CONSEGNA — Disponi in una lista JSON di stringhe il tratto dei dati che va dalla riga contenente "Mark every instance of the wooden canopy" alla riga contenente "<point>58,525</point>", entrambe comprese. Metti una stringa per ogni riga e ometti le righe vuote.
◆ ◆ ◆ ◆ ◆ ◆ ◆
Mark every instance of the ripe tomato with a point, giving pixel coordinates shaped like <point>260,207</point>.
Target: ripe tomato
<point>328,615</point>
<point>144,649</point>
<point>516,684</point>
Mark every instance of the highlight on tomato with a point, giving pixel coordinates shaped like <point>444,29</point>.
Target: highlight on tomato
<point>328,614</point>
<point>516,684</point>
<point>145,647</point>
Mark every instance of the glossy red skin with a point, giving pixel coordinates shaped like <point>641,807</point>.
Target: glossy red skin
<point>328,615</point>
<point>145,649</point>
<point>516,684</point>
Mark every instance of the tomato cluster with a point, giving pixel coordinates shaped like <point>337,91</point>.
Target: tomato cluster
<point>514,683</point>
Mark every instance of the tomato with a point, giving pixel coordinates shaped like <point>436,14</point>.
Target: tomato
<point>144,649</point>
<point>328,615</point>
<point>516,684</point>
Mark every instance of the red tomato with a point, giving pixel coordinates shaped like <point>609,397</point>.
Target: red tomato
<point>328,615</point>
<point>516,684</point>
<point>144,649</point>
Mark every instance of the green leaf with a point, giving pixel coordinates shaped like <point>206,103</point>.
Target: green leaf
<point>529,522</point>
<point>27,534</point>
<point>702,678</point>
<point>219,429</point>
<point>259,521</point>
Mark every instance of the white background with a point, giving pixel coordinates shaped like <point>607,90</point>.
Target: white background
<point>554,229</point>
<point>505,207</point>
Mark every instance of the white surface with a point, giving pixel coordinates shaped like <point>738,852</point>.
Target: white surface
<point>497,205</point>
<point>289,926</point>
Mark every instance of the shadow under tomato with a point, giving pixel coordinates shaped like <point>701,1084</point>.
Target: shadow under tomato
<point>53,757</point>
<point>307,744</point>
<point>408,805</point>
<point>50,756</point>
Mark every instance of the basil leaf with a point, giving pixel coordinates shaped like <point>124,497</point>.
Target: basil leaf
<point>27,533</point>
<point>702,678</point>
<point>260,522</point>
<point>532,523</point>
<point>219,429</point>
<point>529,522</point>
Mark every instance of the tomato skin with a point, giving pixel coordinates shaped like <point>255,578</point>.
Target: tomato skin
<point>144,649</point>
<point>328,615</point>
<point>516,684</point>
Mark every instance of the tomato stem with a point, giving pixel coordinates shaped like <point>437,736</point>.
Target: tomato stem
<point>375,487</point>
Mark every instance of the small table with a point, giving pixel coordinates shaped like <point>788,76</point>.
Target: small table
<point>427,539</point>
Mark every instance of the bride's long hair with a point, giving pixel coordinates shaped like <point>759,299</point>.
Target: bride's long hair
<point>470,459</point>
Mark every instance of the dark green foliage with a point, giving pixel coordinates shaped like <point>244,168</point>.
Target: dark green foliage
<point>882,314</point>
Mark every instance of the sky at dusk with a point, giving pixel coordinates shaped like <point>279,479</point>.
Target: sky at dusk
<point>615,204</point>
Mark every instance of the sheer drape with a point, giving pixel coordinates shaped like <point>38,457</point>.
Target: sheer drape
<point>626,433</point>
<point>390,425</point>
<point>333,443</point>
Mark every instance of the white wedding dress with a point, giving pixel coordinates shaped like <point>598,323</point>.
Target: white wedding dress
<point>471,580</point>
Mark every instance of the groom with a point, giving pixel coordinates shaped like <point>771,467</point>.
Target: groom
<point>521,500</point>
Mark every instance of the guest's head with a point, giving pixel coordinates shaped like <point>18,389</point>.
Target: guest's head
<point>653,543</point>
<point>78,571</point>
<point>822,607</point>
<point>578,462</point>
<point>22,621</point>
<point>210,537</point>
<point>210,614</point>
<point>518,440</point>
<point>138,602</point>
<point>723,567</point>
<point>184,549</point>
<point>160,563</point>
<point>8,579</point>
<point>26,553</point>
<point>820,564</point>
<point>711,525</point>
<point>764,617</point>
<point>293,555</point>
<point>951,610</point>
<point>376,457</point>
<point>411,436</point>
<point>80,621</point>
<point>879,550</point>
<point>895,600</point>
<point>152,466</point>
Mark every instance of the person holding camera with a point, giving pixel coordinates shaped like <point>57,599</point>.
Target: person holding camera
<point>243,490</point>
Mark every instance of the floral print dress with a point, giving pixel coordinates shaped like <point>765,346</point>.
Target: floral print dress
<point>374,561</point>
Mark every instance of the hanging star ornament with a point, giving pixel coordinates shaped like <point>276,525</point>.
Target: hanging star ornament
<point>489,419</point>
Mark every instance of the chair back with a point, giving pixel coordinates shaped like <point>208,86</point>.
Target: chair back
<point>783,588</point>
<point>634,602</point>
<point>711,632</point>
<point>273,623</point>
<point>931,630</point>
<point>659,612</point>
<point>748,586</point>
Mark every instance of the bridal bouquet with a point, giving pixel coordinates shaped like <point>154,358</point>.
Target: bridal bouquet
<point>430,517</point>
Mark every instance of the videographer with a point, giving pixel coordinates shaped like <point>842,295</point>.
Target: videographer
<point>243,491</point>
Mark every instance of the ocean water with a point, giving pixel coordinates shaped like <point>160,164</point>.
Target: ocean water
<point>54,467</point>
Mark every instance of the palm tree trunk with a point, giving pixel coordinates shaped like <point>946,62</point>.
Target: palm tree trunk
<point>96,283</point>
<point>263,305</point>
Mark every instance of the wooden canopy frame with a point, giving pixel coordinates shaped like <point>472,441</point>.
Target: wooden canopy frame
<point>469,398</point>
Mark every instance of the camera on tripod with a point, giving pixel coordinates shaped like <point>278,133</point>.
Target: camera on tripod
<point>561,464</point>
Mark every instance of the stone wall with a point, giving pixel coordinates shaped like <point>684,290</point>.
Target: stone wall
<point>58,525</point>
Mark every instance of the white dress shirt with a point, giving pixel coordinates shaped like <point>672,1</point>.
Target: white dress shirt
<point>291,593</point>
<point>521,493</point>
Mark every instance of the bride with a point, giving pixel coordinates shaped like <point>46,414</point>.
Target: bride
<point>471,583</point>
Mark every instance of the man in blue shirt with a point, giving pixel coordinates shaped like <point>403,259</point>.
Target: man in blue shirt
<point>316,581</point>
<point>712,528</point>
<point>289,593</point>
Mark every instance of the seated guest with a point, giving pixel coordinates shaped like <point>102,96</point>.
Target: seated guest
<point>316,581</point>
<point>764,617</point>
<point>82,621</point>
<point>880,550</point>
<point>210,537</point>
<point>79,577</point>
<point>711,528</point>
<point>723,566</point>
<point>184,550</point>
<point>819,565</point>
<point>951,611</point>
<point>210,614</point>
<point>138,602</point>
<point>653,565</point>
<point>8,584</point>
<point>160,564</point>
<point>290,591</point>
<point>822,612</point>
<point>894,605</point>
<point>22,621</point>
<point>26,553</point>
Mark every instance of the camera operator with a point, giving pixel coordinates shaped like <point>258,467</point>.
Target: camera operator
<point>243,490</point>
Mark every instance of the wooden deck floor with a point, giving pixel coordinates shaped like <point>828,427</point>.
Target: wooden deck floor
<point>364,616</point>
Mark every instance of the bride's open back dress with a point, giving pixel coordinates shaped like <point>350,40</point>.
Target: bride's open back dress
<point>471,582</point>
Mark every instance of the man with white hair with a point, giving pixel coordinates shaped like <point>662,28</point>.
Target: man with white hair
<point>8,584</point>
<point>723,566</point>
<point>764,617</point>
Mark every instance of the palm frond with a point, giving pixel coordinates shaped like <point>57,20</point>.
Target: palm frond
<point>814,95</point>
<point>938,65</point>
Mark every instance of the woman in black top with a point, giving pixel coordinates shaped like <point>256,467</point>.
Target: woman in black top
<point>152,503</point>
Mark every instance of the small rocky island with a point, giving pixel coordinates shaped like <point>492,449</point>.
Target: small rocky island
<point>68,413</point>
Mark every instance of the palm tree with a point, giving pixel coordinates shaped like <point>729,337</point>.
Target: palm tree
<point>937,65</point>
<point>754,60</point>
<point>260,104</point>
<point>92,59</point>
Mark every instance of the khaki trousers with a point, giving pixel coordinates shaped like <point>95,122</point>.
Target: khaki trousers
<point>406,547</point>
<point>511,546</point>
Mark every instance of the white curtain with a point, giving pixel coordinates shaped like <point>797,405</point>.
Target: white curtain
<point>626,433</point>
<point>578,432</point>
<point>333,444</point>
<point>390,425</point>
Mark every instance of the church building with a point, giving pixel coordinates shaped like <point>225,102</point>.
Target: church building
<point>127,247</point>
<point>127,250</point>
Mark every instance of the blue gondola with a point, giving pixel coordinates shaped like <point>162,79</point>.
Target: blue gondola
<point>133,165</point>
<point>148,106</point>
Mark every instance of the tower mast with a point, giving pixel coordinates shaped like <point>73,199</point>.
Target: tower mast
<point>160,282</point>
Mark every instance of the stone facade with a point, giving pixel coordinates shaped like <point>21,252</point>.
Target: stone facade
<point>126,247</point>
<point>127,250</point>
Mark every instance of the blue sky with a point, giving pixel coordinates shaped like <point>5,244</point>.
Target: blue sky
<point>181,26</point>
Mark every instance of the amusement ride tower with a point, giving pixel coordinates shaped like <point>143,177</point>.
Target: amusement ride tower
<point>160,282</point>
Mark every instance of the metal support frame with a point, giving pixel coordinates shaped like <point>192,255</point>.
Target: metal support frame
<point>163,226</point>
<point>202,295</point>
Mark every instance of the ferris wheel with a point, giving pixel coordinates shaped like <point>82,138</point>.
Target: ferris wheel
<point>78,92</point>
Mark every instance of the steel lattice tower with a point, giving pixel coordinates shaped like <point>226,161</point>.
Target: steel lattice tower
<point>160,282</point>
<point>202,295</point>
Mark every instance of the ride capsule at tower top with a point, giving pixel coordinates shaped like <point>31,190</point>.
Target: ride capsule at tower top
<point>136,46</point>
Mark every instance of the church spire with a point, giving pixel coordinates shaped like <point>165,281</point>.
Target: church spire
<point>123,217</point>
◆ ◆ ◆ ◆ ◆ ◆ ◆
SOLUZIONE —
[
  "Mark every instance of the wooden canopy frame with a point, giving pixel coordinates shaped like <point>472,441</point>.",
  "Target: wooden canopy frame",
  "<point>469,398</point>",
  "Mark every instance of the camera on tripod with a point, giving pixel coordinates shaped like <point>278,133</point>.",
  "Target: camera on tripod",
  "<point>561,464</point>",
  "Mark every instance of the stone wall with a point, giving pixel coordinates shaped like <point>684,290</point>.",
  "Target: stone wall",
  "<point>58,525</point>"
]